# Short problem 1
In two sentences, summarize the text on knitted footwear uppers.

# Text section
'''
Reducing the number of material elements may require that one material element provide multiple and additional properties and characteristics sought by users. Thus, there exists a need in the art for articles of footwear comprising a minimum number of material elements while providing a number of properties and characteristics sought by users.

Various configurations of an article of footwear may have an upper and a sole structure secured to the upper. The upper may incorporate a knitted component.

In one aspect, the disclosure provides a knitted component for an upper of an article of footwear. The knitted component includes a first portion formed by a first yarn, the first yarn having durable water repellent properties. The knitted component also has a second portion formed by a second yarn. The second yarn is different from the first yarn. The second yarn is disposed along an edge portion of the knitted component configured to be attached to the sole structure. The knitted component including the first portion and the second portion is formed of unitary knit construction.
'''
# Supplied records
'''
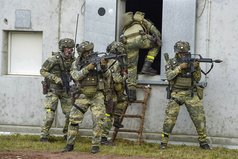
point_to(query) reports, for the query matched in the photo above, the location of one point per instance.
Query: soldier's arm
(171, 71)
(197, 74)
(45, 70)
(151, 28)
(116, 73)
(78, 74)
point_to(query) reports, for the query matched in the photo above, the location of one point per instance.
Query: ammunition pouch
(199, 90)
(89, 91)
(182, 82)
(45, 87)
(109, 107)
(139, 16)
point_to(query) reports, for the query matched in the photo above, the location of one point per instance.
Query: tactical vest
(133, 30)
(91, 84)
(60, 65)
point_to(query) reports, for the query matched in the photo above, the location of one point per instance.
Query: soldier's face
(68, 52)
(182, 54)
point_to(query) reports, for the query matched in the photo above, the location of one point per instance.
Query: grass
(123, 148)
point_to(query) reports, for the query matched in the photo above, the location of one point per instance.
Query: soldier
(114, 91)
(90, 83)
(139, 33)
(184, 91)
(56, 72)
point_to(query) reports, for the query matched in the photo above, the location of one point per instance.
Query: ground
(59, 155)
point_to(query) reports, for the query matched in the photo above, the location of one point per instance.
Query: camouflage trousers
(81, 105)
(133, 45)
(195, 109)
(51, 104)
(118, 111)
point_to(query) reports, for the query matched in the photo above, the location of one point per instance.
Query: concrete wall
(21, 99)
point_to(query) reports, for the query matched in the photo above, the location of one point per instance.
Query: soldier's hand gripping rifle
(191, 58)
(66, 78)
(96, 59)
'''
# Short problem 2
Rewrite all of the entries, changing "soldier" to "trooper" and keeping everything else the same. Leave the pictures out.

# Worked solution 1
Using fewer material elements in footwear may require one element to provide several properties users want, so there is a need for footwear with a minimum number of material elements that still offers those properties. The disclosure describes a knitted component for an upper, formed of unitary knit construction, with a first portion made of a yarn that has durable water repellent properties and a second portion made of a different yarn along the edge that attaches to the sole structure.

# Worked solution 2
point_to(query) reports, for the query matched in the photo above, the location of one point per instance.
Query: trooper's arm
(171, 71)
(197, 74)
(45, 70)
(151, 28)
(116, 73)
(78, 74)
point_to(query) reports, for the query matched in the photo above, the location of one point per instance.
Query: ammunition pouch
(199, 90)
(89, 91)
(182, 82)
(45, 87)
(109, 107)
(139, 16)
point_to(query) reports, for the query matched in the photo above, the location of one point per instance.
Query: tactical vest
(133, 30)
(91, 84)
(60, 65)
point_to(query) reports, for the query matched in the photo above, the location of one point per instance.
Query: trooper's face
(68, 52)
(182, 54)
point_to(query) reports, for the query matched in the photo above, the location of one point per instance.
Query: grass
(123, 148)
point_to(query) reports, for the query matched in the photo above, the location of one point per instance.
Query: trooper
(114, 91)
(90, 83)
(139, 33)
(184, 91)
(56, 72)
point_to(query) reports, for the query matched in the photo above, the location of one point per instance.
Query: ground
(59, 155)
point_to(query) reports, for the query matched in the photo above, the location of one point per instance.
Query: camouflage trousers
(81, 105)
(133, 45)
(195, 109)
(51, 104)
(118, 111)
point_to(query) reports, for the query matched in the photo above, the location of one point per instance.
Query: concrete wall
(21, 99)
point_to(query) reports, for the query matched in the photo above, the location of one point per instance.
Query: trooper's hand gripping rifle
(191, 58)
(66, 78)
(96, 59)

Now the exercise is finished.